Referring expression data
________

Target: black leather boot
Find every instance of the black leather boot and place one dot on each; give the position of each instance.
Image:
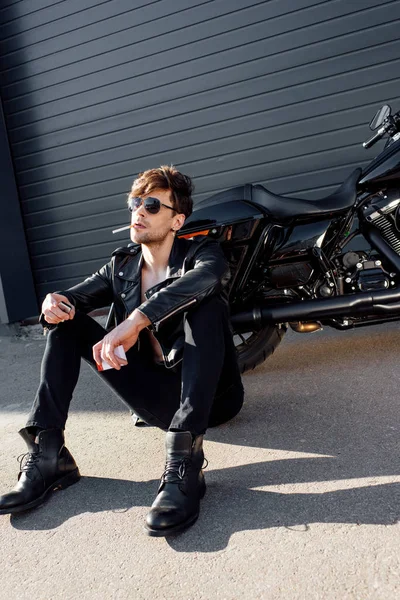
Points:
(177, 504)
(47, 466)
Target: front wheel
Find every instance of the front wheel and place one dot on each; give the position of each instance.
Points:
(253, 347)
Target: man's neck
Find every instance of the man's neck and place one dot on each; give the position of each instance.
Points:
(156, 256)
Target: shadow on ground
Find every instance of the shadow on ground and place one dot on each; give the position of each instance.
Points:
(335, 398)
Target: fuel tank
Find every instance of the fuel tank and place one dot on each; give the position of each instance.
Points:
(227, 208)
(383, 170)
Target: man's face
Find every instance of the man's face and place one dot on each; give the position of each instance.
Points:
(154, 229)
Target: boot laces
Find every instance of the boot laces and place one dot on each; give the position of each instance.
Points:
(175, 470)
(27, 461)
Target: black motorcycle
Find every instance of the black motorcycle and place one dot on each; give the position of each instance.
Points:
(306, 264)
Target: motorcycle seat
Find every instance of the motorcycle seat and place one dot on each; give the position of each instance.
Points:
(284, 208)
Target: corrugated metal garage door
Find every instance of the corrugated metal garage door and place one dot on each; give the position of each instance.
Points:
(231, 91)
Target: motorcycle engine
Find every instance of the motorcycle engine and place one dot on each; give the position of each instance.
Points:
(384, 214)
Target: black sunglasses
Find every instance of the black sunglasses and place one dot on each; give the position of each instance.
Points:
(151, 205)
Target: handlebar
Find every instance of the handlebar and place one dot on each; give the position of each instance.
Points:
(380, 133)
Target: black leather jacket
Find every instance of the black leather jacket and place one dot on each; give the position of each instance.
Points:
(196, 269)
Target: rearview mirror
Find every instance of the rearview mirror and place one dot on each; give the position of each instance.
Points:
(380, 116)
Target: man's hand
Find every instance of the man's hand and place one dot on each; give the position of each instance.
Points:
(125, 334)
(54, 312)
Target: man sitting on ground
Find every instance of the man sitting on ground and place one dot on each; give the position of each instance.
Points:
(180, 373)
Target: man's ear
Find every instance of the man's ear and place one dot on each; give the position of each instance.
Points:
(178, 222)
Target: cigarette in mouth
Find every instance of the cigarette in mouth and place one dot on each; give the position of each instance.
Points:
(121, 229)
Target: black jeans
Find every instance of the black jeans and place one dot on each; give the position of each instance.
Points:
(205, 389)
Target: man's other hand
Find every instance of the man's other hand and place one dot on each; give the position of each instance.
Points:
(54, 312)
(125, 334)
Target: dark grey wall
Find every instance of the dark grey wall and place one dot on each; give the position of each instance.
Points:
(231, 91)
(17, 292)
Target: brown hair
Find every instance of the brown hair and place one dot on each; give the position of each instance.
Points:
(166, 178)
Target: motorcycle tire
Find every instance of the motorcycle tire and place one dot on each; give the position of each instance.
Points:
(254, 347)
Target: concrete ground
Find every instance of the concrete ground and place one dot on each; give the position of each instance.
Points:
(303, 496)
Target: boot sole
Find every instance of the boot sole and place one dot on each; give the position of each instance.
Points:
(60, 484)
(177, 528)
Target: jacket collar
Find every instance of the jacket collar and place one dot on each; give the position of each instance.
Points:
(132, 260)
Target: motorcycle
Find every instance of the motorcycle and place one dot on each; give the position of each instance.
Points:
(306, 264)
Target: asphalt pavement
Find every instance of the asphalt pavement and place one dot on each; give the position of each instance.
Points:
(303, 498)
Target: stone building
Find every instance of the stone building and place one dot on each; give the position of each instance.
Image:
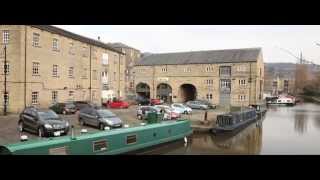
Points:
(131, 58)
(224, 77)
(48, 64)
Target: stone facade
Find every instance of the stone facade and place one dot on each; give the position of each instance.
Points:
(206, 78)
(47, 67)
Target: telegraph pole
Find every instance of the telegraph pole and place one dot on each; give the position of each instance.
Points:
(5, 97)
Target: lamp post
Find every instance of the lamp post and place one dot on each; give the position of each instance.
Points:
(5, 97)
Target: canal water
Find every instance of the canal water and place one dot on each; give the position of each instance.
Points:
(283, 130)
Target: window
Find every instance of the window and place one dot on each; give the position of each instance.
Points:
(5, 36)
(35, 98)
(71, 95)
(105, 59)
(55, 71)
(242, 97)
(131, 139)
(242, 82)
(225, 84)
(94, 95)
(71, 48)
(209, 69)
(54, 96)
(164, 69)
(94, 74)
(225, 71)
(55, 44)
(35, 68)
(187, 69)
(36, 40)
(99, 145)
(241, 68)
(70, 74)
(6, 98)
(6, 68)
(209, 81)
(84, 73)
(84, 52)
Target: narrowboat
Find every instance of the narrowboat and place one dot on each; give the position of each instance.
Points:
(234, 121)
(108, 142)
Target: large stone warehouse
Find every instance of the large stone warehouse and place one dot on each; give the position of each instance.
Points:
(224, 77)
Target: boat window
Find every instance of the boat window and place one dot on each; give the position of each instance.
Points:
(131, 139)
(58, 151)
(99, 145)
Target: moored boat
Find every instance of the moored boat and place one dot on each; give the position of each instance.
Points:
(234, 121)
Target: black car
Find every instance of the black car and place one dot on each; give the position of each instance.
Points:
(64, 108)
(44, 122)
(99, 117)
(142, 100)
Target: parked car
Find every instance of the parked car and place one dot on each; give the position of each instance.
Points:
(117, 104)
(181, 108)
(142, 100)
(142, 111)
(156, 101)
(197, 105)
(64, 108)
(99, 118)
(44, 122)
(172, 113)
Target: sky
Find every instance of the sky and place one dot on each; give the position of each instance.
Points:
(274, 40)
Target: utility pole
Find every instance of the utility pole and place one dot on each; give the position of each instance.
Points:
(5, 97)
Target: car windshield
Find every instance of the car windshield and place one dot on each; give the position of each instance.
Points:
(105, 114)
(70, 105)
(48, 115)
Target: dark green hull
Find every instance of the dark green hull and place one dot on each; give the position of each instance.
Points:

________

WHAT YOU NEED TO DO: Except for the pictures, set down all of the records exactly.

YOUR SOLUTION:
Target: black leather boot
Find every instance of the black leather boot and place one dot on each; give the position of each instance.
Image:
Points:
(177, 504)
(47, 466)
Target: front wheel
Find every instance of the front wheel and place one dot on each; give the position of each instance.
Points:
(253, 347)
Target: man's neck
Find every instance of the man's neck and place one dot on each; give the position of each instance.
Points:
(156, 256)
Target: shadow on ground
Find every instance of the shadow on ground and place one dot on each; give the position of each instance.
Points:
(335, 398)
Target: fuel tank
Find every instance of the fuel tank and place one dot on each; give the position of each instance.
Points:
(227, 208)
(383, 170)
Target: man's face
Find every instance of the man's face and place one dot on each; give the position of each instance.
Points:
(154, 229)
Target: boot laces
Find every instance of the boot laces and place one dot on each; give the position of each instance.
Points:
(175, 470)
(27, 461)
Target: black motorcycle
Find every instance of the black motorcycle and place one dot on each; give the position of each instance.
Points:
(306, 264)
Target: motorcycle seat
Find every instance of the motorcycle seat and place one dot on each; give the position of each instance.
Points:
(284, 208)
Target: corrugated metal garage door
Find every instance of the corrugated metal garage door and place one dot on each; give the position of each instance.
Points:
(231, 91)
Target: motorcycle engine
Find every instance of the motorcycle engine and place one dot on each; give the position of each instance.
Points:
(384, 214)
Target: black sunglasses
Find every instance of the black sunglasses and place one dot on each; give the position of each instance.
Points:
(151, 205)
Target: handlebar
Find every instance of the handlebar and place one dot on each; give the position of each instance.
Points:
(380, 133)
Target: black leather jacket
Find every instance of the black leather jacket and place one dot on each; give the position of each instance.
Points:
(196, 269)
Target: rearview mirror
Find every instance of the rearview mirror and place one dot on each; give the position of each instance.
Points:
(380, 116)
Target: man's hand
Find every instance of the man's hand and place one dot on each; give the position of each instance.
Points:
(125, 334)
(54, 312)
Target: man sitting on ground
Find every instance of the man sitting on ground and place one dot on each; give the position of each instance.
Points:
(180, 373)
Target: man's ear
Find every instance of the man's ear and place one dot on each; give the position of each instance.
Points:
(178, 222)
Target: cigarette in mouth
Find every instance of the cigarette in mouth and place one dot on each; give the position of each instance.
Points:
(121, 229)
Target: black jeans
Find every instance of the black jeans and place one dot on each; give the position of each instance.
Points:
(205, 389)
Target: man's other hand
Find every instance of the man's other hand and place one dot on each; give the position of each instance.
Points:
(54, 312)
(125, 334)
Target: dark grey wall
Find every instance of the dark grey wall and place one dot on each; give the position of each instance.
Points:
(231, 91)
(17, 292)
Target: brown hair
Find every instance of the brown hair and place one dot on each; give the position of each instance.
Points:
(166, 178)
Target: motorcycle tire
Find every instance of the motorcycle tire and place one dot on each; give the position of each instance.
Points:
(254, 347)
Target: concrete ground
Find every instance of the concrete ground and place one dot on each; give the position of each instance.
Points:
(303, 496)
Target: boot sole
Find every instance of the boot sole and place one dot on each; give the position of each instance.
Points:
(60, 484)
(177, 528)
Target: jacket collar
Find every instance of the jacket collar and place one dot on each; give the position of each instance.
Points:
(132, 260)
Target: motorcycle
Find every instance of the motorcycle and place one dot on each; give the position of each instance.
Points:
(306, 264)
Target: asphalt pavement
Find every instance of the asphalt pavement and place one dot on each; give the position of each instance.
Points:
(303, 498)
Target: stone building
Find every instance of the stone building and place one dot on each; give the position of each instance.
Image:
Points:
(131, 58)
(224, 77)
(48, 64)
Target: stone facade
Find every instance of the stone facade and place one dot on each; give the position of each instance.
Points:
(206, 78)
(47, 67)
Target: telegraph pole
Find every instance of the telegraph pole and place one dot on each; give the position of each instance.
Points:
(5, 97)
Target: lamp post
Find every instance of the lamp post and place one dot on each; give the position of each instance.
Points:
(5, 97)
Target: canal water
Find every instance of the canal water and place one dot on each; give the position of each instance.
Points:
(283, 130)
Target: window
Find every instance of the window and place one dot on each; give the position of each instance.
Points:
(5, 36)
(35, 98)
(71, 95)
(105, 59)
(55, 71)
(242, 97)
(131, 139)
(242, 82)
(225, 84)
(94, 95)
(71, 48)
(209, 69)
(54, 96)
(164, 69)
(94, 74)
(225, 71)
(55, 44)
(35, 68)
(187, 69)
(36, 40)
(99, 145)
(241, 68)
(70, 74)
(6, 98)
(6, 68)
(209, 81)
(84, 73)
(84, 52)
Target: narrowboat
Find every instance of the narrowboat and place one dot on each; give the position of each instance.
Points:
(234, 121)
(108, 142)
Target: large stone warehouse
Find every instance of the large stone warehouse and place one dot on each; give the position of each instance.
Points:
(224, 77)
Target: boat window
Find every instance of the boat window and place one dot on each; give the position of each instance.
Points:
(131, 139)
(58, 151)
(99, 145)
Target: moored boat
Find every instance of the moored boat and place one dot on each; give the position of each instance.
Points:
(234, 121)
Target: black car
Find every instance of the black car and place one dot on each; give the position of each instance.
Points:
(64, 108)
(44, 122)
(99, 117)
(142, 100)
Target: parked car
Find every instance of the parked car and place one dot on each; give the position of each instance.
Points:
(117, 104)
(181, 108)
(142, 100)
(142, 111)
(156, 101)
(197, 105)
(64, 108)
(99, 118)
(44, 122)
(172, 113)
Target: sky
Find every instance of the sky and place one dot on each; give the position of each instance.
Points:
(274, 40)
Target: utility pole
Find every instance of the utility pole and place one dot on each; give the position of each instance.
Points:
(5, 97)
Target: car windshield
Find every instance of the car windshield and place one dot on each; give the position of each instance.
Points:
(105, 114)
(70, 105)
(48, 115)
Target: dark green hull
Find every instance of the dark green hull and place one dot on each; give the position of each instance.
Points:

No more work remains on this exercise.